What you return should be the exact lines from the one with "Target: double bass" to the end of the records below, both included, and no pictures.

++++ Provided records ++++

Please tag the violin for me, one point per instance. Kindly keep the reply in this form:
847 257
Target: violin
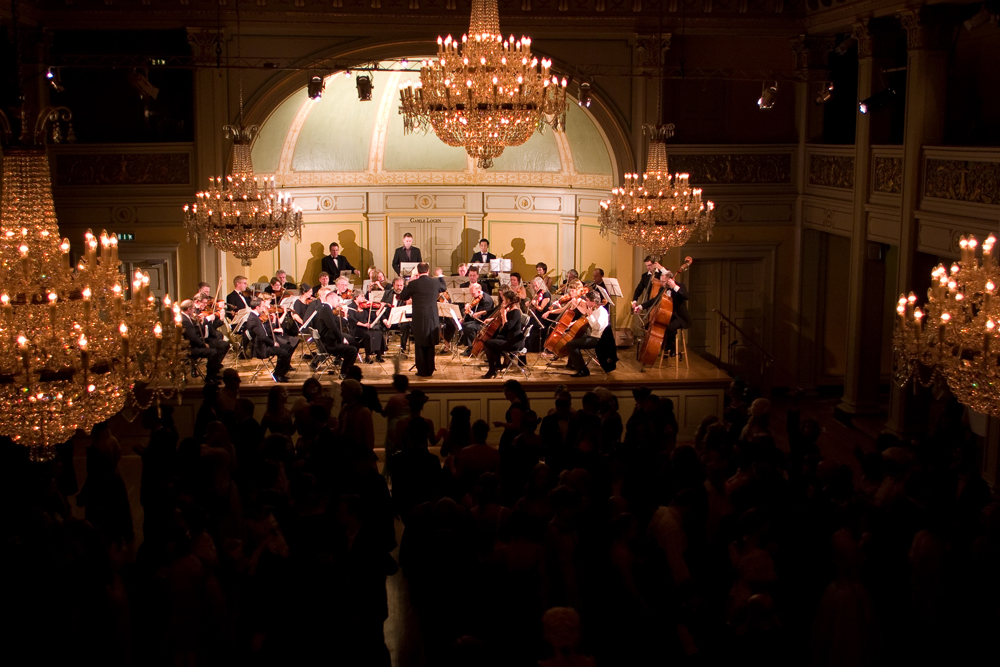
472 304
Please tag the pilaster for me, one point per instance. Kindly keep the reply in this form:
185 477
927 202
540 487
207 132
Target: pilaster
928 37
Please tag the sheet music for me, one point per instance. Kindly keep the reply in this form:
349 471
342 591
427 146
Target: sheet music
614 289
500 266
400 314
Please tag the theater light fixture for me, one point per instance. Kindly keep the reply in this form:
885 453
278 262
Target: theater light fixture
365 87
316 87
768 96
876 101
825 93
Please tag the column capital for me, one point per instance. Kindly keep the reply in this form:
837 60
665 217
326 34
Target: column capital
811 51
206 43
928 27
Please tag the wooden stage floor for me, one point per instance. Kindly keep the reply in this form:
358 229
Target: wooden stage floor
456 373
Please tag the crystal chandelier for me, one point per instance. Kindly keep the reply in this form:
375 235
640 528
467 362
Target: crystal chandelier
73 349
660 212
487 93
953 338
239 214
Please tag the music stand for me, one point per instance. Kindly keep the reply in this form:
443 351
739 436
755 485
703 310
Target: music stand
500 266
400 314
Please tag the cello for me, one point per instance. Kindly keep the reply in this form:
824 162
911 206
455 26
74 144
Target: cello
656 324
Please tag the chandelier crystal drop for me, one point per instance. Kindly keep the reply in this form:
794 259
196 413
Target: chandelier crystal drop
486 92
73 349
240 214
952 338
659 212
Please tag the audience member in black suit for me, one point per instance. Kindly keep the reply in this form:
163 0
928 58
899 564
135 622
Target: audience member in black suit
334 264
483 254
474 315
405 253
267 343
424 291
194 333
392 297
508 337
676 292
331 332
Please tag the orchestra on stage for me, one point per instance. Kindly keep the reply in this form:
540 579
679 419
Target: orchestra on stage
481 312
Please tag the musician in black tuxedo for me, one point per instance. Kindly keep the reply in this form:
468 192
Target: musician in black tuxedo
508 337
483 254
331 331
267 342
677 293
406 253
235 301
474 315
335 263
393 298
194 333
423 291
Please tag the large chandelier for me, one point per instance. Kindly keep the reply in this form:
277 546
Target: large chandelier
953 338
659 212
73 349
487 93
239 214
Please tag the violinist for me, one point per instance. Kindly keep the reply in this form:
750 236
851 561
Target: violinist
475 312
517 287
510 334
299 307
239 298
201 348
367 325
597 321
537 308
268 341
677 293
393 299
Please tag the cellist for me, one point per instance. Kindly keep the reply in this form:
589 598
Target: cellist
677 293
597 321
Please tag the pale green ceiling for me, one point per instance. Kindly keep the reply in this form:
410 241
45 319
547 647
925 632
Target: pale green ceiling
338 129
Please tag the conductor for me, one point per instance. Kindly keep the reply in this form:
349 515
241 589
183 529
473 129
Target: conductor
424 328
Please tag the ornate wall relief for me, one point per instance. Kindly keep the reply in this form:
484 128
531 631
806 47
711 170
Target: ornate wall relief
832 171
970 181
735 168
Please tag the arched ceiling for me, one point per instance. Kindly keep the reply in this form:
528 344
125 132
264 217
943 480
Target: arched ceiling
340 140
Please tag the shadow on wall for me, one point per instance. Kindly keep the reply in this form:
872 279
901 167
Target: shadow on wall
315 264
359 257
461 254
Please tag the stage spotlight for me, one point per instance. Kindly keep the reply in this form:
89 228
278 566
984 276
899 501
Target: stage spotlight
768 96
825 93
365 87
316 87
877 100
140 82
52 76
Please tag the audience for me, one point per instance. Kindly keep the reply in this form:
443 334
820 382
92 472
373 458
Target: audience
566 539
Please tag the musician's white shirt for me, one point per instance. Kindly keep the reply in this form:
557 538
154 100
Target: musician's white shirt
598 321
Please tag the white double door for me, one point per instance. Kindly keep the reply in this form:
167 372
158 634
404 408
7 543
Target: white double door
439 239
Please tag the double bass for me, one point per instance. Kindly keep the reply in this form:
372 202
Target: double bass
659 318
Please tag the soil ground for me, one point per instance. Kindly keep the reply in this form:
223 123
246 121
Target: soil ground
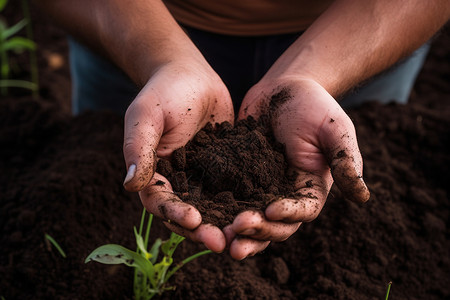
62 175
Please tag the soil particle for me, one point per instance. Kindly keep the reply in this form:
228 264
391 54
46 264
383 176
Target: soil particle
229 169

++++

Answer for the task:
Target: double bass
659 318
Please tag the soil ground for me, one point per instance. Kindly keep the reply in this form:
223 123
246 121
Target: soil ground
62 175
Please tag the soil particle for me, one point per instance. Kindly keep the reply in this form:
228 264
391 54
46 264
383 176
Target: soil particle
229 169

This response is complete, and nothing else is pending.